→ Work request
Return only that part of the material below which starts with the line containing "the golf ball." and goes on through the line containing "encloses the golfer.", restated exactly.

→ Source material

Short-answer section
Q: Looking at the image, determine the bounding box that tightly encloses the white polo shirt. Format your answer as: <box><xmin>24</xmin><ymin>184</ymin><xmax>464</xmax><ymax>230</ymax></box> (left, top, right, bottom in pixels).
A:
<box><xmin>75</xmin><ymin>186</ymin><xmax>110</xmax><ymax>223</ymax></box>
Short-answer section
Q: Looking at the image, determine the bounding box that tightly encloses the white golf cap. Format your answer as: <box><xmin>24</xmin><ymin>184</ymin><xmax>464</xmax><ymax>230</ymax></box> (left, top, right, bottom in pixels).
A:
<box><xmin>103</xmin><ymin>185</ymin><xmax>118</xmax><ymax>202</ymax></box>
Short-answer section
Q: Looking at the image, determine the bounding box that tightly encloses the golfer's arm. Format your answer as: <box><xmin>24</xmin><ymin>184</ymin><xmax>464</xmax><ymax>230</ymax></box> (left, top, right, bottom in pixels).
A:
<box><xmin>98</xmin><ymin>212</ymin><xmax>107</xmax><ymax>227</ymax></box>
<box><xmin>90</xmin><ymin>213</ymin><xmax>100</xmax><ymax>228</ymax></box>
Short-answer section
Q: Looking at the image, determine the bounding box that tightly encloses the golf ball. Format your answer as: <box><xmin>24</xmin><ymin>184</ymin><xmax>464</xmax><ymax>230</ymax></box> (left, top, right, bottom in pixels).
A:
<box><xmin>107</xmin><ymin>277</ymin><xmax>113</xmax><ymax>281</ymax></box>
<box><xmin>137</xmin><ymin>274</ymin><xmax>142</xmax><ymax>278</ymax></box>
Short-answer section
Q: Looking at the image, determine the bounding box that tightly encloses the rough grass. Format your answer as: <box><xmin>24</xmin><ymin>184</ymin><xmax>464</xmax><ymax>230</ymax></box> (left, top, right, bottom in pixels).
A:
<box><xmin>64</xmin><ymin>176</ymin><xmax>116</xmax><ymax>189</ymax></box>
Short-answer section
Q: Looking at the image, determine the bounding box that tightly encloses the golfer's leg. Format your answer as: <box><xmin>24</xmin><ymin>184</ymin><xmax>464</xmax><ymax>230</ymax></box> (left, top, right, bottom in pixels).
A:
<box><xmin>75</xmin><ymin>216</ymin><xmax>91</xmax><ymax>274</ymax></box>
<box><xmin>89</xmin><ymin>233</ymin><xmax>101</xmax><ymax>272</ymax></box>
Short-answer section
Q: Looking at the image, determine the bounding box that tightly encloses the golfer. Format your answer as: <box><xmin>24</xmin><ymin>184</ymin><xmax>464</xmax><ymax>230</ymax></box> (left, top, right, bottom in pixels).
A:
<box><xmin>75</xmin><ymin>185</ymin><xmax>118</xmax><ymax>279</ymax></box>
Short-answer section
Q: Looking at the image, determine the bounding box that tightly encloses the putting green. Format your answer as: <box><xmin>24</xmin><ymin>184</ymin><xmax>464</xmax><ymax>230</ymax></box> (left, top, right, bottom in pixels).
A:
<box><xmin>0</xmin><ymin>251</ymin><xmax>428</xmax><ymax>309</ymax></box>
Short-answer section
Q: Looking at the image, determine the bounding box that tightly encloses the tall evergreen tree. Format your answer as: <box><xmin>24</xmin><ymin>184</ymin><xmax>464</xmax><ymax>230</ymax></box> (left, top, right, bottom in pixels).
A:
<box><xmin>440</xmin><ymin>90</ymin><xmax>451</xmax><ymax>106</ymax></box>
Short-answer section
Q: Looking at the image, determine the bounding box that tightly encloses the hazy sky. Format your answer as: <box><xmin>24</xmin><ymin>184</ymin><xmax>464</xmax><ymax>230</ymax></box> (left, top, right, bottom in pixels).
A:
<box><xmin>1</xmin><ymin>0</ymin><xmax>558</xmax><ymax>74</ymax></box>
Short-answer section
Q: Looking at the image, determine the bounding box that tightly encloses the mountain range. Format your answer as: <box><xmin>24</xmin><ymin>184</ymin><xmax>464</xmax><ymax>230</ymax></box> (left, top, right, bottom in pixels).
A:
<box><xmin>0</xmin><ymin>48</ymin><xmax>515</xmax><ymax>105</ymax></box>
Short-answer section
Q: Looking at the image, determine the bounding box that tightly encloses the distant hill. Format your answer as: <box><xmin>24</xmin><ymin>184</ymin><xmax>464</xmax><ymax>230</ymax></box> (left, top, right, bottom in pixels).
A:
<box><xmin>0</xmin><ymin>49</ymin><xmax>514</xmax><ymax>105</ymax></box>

==

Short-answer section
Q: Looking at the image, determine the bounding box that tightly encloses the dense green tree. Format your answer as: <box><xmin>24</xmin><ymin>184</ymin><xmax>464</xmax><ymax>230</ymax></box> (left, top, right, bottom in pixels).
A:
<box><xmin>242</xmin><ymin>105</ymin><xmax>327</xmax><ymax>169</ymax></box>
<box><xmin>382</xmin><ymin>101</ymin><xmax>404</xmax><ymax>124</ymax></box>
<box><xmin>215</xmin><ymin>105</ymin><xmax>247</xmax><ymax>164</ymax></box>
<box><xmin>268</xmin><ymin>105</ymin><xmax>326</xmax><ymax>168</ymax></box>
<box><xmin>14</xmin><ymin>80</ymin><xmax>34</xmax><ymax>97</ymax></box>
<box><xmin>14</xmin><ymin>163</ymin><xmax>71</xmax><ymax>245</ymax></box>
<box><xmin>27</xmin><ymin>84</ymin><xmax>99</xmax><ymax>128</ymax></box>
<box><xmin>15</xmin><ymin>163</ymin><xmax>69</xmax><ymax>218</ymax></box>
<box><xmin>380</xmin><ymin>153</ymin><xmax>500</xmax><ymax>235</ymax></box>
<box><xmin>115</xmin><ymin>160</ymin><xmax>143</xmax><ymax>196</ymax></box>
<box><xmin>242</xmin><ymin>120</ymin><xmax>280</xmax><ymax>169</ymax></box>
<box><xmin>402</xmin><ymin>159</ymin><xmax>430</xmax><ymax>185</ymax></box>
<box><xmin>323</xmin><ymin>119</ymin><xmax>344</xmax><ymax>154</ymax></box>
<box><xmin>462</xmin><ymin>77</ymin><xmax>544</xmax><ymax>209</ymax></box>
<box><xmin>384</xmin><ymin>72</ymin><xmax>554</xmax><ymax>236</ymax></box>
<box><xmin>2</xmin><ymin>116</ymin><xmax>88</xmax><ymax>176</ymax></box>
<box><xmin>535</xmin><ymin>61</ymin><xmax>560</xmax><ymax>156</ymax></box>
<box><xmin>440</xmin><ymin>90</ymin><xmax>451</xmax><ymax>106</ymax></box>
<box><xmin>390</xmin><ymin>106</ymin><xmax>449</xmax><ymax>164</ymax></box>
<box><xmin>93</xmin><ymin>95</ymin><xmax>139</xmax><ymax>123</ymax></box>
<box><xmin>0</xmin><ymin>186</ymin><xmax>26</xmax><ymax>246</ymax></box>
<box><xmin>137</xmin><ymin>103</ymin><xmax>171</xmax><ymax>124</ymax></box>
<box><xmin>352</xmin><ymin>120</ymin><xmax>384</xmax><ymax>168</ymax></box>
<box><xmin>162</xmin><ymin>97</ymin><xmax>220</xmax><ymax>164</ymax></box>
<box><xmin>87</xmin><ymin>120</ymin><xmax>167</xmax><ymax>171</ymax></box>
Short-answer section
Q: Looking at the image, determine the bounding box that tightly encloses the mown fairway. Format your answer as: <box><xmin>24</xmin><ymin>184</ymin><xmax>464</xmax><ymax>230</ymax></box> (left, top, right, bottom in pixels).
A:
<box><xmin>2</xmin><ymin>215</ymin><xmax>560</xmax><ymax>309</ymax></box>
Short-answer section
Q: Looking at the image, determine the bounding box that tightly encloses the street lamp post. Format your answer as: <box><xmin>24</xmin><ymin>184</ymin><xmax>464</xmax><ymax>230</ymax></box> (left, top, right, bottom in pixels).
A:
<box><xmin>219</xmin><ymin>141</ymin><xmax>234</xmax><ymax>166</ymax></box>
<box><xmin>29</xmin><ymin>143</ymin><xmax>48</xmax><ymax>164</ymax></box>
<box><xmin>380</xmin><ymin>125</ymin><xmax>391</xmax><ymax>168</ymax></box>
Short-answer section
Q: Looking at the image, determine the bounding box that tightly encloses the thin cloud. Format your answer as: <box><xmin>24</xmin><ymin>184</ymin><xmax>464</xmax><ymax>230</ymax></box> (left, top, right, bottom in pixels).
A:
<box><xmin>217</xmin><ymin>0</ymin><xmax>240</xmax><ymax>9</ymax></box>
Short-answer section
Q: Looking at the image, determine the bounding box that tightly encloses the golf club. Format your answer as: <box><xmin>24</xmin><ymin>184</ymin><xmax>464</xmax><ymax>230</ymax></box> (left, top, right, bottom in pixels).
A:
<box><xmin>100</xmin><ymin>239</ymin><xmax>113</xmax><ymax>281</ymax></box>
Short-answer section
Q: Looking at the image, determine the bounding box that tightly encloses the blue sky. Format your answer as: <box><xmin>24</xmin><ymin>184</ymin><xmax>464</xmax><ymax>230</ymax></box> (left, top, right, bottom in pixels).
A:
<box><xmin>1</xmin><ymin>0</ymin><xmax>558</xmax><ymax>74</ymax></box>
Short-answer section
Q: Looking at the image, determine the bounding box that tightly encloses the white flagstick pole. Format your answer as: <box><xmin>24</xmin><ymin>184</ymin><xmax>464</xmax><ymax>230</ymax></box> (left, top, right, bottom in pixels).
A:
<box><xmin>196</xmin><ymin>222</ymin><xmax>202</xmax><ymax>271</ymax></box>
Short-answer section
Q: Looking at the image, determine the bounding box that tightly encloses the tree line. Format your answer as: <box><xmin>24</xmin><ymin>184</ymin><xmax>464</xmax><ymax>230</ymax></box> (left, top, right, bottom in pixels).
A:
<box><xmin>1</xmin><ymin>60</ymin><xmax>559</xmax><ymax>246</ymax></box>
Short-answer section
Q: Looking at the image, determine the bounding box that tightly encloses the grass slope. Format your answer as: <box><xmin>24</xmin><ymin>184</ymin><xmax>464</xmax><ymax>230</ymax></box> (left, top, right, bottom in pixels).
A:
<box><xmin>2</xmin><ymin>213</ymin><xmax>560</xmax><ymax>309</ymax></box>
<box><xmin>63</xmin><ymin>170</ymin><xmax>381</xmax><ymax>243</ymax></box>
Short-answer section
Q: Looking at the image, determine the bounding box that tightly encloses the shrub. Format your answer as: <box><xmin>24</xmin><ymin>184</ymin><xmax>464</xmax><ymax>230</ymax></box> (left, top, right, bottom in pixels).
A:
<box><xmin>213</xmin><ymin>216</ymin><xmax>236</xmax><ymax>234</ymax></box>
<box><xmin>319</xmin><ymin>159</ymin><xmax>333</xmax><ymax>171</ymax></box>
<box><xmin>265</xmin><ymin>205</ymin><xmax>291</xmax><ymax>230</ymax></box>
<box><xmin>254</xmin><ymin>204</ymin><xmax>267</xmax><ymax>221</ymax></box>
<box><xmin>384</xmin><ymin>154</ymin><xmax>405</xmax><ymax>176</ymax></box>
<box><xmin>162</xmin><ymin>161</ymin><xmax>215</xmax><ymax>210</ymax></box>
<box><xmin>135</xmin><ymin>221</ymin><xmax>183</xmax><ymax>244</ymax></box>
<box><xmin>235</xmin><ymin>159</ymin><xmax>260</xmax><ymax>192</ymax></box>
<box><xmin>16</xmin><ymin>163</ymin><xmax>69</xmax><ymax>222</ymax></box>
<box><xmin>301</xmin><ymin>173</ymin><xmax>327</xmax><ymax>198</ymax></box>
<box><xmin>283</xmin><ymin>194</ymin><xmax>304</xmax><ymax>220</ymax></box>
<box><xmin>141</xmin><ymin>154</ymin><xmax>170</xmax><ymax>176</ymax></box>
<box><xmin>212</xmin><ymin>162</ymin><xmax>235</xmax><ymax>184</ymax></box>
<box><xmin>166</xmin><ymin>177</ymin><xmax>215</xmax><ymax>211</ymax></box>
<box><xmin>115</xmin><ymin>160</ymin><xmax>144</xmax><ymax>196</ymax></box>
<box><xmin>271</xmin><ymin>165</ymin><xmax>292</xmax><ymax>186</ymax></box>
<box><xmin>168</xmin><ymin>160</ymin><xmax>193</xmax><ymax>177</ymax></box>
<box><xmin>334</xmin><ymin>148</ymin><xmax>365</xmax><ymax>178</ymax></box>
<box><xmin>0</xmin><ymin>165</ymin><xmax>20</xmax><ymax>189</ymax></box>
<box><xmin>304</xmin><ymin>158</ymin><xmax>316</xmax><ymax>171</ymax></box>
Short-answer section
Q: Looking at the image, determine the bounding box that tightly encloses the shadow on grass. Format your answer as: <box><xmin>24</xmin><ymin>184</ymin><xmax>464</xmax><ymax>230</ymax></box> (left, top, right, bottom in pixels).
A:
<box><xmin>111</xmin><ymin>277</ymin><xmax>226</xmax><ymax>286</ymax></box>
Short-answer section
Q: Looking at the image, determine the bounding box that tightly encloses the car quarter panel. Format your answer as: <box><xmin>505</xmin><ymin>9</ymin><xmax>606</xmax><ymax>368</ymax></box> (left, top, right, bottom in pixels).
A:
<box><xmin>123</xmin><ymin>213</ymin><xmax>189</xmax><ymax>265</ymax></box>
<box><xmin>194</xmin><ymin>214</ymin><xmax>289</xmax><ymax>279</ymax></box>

---

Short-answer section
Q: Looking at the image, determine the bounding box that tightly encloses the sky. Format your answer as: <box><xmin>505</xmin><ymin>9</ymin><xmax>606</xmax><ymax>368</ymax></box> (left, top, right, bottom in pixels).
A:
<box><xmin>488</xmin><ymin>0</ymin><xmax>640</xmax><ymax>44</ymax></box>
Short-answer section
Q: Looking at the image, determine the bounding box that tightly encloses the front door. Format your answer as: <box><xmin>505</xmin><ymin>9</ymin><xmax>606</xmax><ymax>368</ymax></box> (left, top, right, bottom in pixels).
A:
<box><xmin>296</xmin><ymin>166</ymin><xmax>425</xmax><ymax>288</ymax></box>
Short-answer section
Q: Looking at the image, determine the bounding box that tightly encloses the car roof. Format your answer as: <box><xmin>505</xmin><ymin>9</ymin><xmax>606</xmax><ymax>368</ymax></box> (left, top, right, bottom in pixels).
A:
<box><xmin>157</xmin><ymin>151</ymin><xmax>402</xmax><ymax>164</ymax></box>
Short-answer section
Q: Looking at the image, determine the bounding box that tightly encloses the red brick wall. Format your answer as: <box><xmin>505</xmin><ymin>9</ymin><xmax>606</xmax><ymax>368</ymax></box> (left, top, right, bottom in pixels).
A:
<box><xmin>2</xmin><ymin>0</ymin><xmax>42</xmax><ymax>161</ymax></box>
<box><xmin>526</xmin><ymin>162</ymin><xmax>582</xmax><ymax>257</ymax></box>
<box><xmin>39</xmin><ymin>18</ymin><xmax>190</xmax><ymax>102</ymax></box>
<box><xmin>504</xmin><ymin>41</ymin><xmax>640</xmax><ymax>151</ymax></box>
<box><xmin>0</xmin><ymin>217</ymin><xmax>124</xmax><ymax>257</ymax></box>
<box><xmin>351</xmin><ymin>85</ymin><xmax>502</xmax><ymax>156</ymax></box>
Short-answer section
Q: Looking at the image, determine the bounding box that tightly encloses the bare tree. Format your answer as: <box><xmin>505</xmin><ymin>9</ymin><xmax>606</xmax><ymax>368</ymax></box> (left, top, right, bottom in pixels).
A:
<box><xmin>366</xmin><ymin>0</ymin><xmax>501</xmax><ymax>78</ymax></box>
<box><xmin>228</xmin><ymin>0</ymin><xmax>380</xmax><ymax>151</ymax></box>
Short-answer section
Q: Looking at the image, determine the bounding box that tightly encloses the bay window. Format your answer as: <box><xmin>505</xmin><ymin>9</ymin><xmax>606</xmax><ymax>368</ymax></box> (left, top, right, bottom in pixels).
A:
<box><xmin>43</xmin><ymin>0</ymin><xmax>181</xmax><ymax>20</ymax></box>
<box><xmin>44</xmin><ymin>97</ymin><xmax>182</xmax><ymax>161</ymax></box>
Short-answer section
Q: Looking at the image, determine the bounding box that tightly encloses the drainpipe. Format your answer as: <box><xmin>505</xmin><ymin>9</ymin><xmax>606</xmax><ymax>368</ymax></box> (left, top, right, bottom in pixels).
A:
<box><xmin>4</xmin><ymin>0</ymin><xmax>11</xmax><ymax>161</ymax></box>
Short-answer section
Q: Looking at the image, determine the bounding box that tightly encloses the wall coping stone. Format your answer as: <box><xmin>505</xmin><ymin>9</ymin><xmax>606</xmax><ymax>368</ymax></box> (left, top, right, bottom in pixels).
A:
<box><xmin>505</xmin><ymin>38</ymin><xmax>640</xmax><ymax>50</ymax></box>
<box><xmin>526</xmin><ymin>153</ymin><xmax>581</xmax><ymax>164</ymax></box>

→ Answer section
Q: Looking at the image, determine the bounding box that tightly encloses the golf ball. Format your answer as: <box><xmin>24</xmin><ymin>184</ymin><xmax>464</xmax><ymax>230</ymax></box> (left, top, right, bottom in pixels).
A:
<box><xmin>107</xmin><ymin>277</ymin><xmax>113</xmax><ymax>281</ymax></box>
<box><xmin>137</xmin><ymin>274</ymin><xmax>142</xmax><ymax>278</ymax></box>
Short-answer section
Q: Looking at the image, determine the bounding box that tightly encloses the rough grass. Format your answer as: <box><xmin>24</xmin><ymin>184</ymin><xmax>464</xmax><ymax>230</ymax></box> (left, top, right, bottom in pixels).
A:
<box><xmin>64</xmin><ymin>176</ymin><xmax>116</xmax><ymax>189</ymax></box>
Short-answer section
Q: Looking at the image, determine the bounding box that tightly encloses the golfer's leg. Format your answer as: <box><xmin>24</xmin><ymin>184</ymin><xmax>464</xmax><ymax>230</ymax></box> (left, top, right, bottom in pixels).
A:
<box><xmin>75</xmin><ymin>216</ymin><xmax>91</xmax><ymax>274</ymax></box>
<box><xmin>89</xmin><ymin>233</ymin><xmax>101</xmax><ymax>272</ymax></box>
Short-answer section
Q: Looking at the image, determine the bounding box that tightly encloses the golfer. Format your answer as: <box><xmin>24</xmin><ymin>184</ymin><xmax>464</xmax><ymax>230</ymax></box> (left, top, right, bottom in pixels).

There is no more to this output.